Lista de tareas:
1) Según el texto sobre la migración a las ciudades, ¿qué porcentaje de la población de México era urbana en 2020?
2) Reproduzca el fragmento del texto sobre la migración a las ciudades que va desde "Muerte y Vida" hasta "también pueden morir.".

Texto de lectura:
Esta migración es un fenómeno universal. México ha experimentado este proceso de forma exponencial. INEGI registró en 1950 que el 43 por ciento de la población era urbana (vivía en ciudades). En 1990 el porcentaje fue 71 por ciento y en 2020 alcanzó el 79 por ciento. Lo mismo sucede a nivel mundial: Por continentes, América es el que mayor porcentaje de población urbana refleja con 83 por ciento, Europa tiene 76 por ciento, mientras que Asia y África no alcanzan el 50 por ciento.
Se tiene previsto que esta migración crezca y los programas y políticas públicas cada vez se enfocan más a preparar las ciudades para recibir más población rural, cuando quizá debiésemos pensar en políticas para que la población rural no se vea obligada a migrar. Pero esto genera otra controversial discusión ¿conviene más población urbana o no? De hecho, podría suceder una migración inversa en los próximos años, nada es imposible ahora que la pandemia ya nos mostró escenarios inéditos.
La principal razón de que la población migra a las ciudades es la diversidad de “oportunidades” que estas ofrecen, aunque ello signifique grandes sacrificios. Migrar a la ciudad significa buscar un lugar que tenga mejores servicios de salud a costa de dejar el campo que hoy es la mejor medicina para la humanidad. Implica también tener a la mano áreas recreativas y de ocio, aunque abandonen con ello los mejores parajes naturales que hoy anhelamos en ciudades. Esta migración representa también mejores oportunidades de educación aún y cuando en el campo la naturaleza nos ofrece grandes lecciones de vida. Es paradójico, pero el futuro más prometedor, al paso que vamos y desde mi punto de vista, no son las ciudades.
En Sinaloa, las ciudades de Mazatlán y Culiacán se expanden mucho más de lo que se incrementa su población. Esto pudiese significar que la gente cada día se dispersa más en la ciudad; sin embargo, existen estudios que demuestran que lo que está sucediendo en ambas ciudades es una sobrepoblación concentrada sólo en sus periferias mientras que las zonas céntricas sufren despoblamiento, un efecto de “centrifugado urbano”.
Este efecto provoca una problemática multifactorial: altos costos de servicios (agua, drenaje, recolección de basura, seguridad, etc.); mayor accidentalidad al incrementar la longitud y tiempo de los desplazamientos (Sinaloa fue primer lugar del país en muerte por accidente vial en 2020), más riesgos por inundaciones al reducir, invadir o modificar arroyos naturales o incrementar superficies pavimentadas y, por si fuera poco, muchos de estos factores participan en la concentración de los peores índices de contaminación atmosférica, acústica, de suelo y de agua. Finalmente, este “coctel molotov” hacen del ciudadano urbano un ser seriamente vulnerable a epidemias como la que hoy vivimos.
Muerte y Vida de las Grandes Ciudades se llama el libro cumbre de la célebre activista urbana Jane Jacobs que viene a cuenta para plantear la analogía de la ciudad como un ser viviente, que también crece, que trabaja, se alimenta, duerme e incluso se recrea. Que tiene pulmones y respira, pero que también sufre y se enferma. Tiene arterias que se saturan (los automóviles son su colesterol) e incluso sufren parálisis eventuales. Cada día se deteriora más y aunque son muy longevas también pueden morir.
En Sinaloa nuestras ciudades son jóvenes, pero ya tienen diversos padecimientos, muchos de ellos son ya crónicos. ¿se pueden recuperar? Considero que sí, siempre y cuando opten por una vida más saludable. Mi propuesta para Sinaloa, en esta nueva era administrativa es trabajar para que la vida en las ciudades sea más sostenible, justa y democrática; sin descuidar que, en el ámbito rural, sea cada vez más digna y respetable.

Datos proporcionados:

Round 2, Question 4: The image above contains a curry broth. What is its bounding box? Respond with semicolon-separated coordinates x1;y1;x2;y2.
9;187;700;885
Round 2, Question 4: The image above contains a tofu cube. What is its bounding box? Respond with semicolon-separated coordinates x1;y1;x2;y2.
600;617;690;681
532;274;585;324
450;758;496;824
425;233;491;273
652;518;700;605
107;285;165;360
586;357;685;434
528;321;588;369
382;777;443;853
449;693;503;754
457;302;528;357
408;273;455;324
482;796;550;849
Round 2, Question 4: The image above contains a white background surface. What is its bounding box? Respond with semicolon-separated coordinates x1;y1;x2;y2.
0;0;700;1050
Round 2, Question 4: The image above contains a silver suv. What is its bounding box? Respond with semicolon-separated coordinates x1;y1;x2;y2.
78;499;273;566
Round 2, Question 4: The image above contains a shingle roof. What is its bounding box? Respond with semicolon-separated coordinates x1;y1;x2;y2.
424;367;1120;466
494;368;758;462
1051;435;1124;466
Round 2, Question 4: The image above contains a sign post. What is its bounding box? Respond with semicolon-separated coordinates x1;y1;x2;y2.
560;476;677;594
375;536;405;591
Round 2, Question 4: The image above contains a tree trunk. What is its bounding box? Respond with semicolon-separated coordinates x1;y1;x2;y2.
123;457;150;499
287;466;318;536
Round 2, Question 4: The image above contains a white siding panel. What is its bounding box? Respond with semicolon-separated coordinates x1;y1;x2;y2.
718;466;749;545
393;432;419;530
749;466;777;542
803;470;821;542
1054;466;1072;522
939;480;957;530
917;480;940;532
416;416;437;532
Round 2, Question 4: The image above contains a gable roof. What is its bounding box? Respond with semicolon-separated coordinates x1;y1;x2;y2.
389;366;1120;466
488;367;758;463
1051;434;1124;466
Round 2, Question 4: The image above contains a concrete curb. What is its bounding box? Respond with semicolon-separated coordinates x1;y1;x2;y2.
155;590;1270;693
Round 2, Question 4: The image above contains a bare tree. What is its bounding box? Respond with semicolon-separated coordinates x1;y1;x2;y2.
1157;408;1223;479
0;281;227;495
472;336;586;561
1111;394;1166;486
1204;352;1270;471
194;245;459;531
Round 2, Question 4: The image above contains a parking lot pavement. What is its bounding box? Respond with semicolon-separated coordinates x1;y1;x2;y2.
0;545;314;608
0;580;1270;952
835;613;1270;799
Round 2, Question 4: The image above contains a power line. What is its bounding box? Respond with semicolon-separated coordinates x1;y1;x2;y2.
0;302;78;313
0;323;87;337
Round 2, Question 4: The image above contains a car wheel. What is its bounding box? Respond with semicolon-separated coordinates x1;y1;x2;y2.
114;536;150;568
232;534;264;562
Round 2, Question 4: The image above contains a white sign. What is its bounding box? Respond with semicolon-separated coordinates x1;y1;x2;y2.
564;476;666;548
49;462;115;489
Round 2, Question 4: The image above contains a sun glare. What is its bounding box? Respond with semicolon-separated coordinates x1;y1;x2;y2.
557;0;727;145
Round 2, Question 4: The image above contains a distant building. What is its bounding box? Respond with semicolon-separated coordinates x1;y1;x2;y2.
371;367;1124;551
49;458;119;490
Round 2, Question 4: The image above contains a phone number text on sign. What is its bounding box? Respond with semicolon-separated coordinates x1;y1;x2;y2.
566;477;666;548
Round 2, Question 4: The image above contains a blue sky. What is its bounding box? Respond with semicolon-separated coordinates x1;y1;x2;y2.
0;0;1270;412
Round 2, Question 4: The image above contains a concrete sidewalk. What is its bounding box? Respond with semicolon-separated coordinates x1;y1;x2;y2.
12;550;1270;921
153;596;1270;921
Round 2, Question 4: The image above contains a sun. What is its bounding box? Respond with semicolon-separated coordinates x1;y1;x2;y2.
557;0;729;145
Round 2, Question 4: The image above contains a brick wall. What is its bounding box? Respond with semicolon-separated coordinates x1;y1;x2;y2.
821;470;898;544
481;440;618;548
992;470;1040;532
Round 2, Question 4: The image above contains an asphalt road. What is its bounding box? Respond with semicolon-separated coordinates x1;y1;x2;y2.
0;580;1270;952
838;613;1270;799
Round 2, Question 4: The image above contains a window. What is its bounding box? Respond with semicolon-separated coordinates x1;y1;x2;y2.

Respuestas de actividades:
1) El 79 por ciento.

2)
Muerte y Vida de las Grandes Ciudades se llama el libro cumbre de la célebre activista urbana Jane Jacobs que viene a cuenta para plantear la analogía de la ciudad como un ser viviente, que también crece, que trabaja, se alimenta, duerme e incluso se recrea. Que tiene pulmones y respira, pero que también sufre y se enferma. Tiene arterias que se saturan (los automóviles son su colesterol) e incluso sufren parálisis eventuales. Cada día se deteriora más y aunque son muy longevas también pueden morir.